[Saved entries]
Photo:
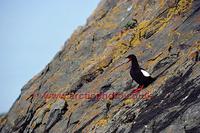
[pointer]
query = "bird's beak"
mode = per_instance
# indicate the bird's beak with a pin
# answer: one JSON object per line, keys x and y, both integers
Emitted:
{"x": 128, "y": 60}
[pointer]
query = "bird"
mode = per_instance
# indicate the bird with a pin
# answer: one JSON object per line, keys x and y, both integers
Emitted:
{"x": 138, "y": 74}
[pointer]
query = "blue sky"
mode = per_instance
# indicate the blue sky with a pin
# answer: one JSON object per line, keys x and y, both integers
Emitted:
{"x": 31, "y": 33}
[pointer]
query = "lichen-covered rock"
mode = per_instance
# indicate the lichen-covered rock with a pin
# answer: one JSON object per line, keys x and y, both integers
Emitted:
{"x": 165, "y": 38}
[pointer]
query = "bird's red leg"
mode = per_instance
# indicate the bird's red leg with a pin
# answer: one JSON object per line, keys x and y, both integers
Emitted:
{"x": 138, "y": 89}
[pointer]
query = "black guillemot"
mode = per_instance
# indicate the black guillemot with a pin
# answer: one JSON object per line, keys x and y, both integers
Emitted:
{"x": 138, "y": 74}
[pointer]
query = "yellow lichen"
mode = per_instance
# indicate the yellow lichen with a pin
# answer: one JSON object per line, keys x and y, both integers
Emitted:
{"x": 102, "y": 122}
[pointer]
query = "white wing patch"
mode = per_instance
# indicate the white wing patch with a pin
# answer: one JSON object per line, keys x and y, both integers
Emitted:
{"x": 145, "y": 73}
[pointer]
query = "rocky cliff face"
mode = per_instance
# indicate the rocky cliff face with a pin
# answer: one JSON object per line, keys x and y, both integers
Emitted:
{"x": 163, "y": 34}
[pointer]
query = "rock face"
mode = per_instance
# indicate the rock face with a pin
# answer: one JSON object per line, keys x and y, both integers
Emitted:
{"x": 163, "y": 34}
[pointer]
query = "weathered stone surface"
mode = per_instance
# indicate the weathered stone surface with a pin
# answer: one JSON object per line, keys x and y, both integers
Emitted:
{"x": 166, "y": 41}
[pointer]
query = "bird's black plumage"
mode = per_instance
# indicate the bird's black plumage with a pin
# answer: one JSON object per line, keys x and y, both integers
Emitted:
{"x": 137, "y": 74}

...

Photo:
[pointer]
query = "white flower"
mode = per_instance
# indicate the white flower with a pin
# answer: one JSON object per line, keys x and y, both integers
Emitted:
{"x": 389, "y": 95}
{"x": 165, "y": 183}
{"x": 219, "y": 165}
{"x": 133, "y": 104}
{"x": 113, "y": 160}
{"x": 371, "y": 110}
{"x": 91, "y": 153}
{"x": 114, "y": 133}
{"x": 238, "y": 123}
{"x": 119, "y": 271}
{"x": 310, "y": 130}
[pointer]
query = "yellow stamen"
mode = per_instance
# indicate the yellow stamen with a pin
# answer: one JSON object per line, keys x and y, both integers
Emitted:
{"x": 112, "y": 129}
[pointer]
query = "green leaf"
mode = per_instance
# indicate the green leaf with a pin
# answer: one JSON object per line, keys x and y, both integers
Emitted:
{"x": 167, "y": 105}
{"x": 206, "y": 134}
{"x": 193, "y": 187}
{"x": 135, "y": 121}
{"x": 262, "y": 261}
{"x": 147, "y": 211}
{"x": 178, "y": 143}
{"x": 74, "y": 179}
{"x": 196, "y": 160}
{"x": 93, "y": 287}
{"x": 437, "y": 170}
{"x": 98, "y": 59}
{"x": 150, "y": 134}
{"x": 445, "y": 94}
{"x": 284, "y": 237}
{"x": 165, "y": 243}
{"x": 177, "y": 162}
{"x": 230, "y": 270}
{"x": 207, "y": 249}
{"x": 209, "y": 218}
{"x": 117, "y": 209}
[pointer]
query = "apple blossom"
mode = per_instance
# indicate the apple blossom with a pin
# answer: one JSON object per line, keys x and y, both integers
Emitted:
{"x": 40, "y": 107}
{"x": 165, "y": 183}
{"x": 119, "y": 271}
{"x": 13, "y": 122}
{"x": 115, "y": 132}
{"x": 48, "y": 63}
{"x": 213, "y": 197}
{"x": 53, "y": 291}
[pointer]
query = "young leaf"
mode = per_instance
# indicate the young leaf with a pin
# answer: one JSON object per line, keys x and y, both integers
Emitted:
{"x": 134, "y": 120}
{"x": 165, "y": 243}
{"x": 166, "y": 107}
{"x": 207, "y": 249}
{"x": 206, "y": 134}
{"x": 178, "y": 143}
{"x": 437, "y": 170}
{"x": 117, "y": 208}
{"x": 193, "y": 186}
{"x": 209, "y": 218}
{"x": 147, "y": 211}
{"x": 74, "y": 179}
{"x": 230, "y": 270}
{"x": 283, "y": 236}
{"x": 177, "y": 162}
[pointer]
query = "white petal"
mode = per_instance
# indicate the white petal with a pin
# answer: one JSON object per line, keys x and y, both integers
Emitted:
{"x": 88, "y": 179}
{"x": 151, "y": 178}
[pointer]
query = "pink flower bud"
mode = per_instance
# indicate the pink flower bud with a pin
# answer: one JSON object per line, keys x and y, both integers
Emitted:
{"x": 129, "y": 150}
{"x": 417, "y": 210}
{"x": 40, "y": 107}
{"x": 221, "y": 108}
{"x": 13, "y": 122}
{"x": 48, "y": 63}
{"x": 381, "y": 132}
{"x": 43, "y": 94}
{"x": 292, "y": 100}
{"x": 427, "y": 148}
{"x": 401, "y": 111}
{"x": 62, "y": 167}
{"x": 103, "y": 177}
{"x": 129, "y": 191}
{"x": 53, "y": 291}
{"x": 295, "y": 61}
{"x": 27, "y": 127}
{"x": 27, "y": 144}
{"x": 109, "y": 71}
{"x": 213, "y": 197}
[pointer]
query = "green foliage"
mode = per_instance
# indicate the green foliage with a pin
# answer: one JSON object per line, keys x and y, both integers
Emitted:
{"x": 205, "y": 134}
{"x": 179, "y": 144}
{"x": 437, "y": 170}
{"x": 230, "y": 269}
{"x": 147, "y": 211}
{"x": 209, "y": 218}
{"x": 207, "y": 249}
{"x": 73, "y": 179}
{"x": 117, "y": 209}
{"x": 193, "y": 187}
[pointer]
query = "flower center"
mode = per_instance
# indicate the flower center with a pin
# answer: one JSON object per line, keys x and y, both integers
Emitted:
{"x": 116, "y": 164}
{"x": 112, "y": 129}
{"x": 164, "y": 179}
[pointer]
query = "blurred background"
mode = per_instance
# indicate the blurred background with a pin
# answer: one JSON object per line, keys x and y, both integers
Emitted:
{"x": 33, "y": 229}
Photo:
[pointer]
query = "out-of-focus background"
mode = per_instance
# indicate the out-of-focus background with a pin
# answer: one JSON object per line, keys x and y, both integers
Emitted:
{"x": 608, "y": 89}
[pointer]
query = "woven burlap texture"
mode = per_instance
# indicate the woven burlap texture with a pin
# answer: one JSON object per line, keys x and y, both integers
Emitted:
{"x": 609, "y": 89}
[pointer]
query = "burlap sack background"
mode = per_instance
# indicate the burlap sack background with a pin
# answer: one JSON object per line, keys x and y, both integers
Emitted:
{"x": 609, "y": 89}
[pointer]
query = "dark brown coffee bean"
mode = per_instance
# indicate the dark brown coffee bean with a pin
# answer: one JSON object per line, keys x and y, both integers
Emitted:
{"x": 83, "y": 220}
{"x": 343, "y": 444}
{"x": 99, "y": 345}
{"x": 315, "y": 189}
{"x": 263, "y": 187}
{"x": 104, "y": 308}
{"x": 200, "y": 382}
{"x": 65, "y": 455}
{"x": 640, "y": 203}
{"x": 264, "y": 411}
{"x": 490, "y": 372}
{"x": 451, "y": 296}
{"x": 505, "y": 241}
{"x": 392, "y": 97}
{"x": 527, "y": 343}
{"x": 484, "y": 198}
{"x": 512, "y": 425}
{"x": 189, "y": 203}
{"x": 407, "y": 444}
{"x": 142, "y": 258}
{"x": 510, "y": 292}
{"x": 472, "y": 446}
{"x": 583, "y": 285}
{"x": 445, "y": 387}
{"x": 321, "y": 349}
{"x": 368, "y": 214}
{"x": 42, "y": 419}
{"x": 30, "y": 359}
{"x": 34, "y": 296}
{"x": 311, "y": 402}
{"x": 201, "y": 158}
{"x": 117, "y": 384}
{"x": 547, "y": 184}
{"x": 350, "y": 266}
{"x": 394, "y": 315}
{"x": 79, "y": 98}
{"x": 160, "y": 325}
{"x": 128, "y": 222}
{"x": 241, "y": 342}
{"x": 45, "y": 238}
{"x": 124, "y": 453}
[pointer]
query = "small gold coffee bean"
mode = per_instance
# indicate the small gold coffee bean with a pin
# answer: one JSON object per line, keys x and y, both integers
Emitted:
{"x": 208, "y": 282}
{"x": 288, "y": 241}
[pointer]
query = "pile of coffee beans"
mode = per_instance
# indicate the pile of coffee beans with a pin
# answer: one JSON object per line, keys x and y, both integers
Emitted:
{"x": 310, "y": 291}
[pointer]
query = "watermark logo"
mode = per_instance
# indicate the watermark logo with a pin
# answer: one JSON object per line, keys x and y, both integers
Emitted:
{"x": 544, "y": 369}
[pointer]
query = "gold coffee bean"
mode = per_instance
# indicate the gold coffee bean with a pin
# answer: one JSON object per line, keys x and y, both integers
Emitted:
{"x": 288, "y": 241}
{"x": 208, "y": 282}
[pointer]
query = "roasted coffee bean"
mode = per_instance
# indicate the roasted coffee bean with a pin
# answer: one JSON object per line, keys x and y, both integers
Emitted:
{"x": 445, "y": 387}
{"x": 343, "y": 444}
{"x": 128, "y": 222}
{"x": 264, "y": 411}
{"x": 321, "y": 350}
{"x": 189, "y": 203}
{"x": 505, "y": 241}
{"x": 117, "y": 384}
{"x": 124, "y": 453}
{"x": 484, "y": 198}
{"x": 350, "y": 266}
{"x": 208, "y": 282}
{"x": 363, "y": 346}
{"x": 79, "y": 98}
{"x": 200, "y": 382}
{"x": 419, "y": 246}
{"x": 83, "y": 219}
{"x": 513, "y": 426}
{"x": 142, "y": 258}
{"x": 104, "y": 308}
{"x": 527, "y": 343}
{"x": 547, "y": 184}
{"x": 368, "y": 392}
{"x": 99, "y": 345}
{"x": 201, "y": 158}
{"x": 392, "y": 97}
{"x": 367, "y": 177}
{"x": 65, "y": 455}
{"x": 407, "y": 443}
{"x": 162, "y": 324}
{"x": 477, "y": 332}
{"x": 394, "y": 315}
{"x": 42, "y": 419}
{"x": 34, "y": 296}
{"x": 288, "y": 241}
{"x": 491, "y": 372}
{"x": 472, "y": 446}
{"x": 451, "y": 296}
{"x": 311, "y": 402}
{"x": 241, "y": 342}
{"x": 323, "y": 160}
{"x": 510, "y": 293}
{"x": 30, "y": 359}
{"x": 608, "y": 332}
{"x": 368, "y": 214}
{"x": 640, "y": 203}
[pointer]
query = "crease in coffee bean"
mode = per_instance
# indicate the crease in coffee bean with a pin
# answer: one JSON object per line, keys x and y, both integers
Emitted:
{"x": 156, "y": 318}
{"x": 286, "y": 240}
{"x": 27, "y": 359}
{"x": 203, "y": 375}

**What to do**
In the entries above, find every line holding the word "crease" and copy it out.

**Reply to the task**
query = "crease in coffee bean"
# indicate the crease in coffee bean with a pin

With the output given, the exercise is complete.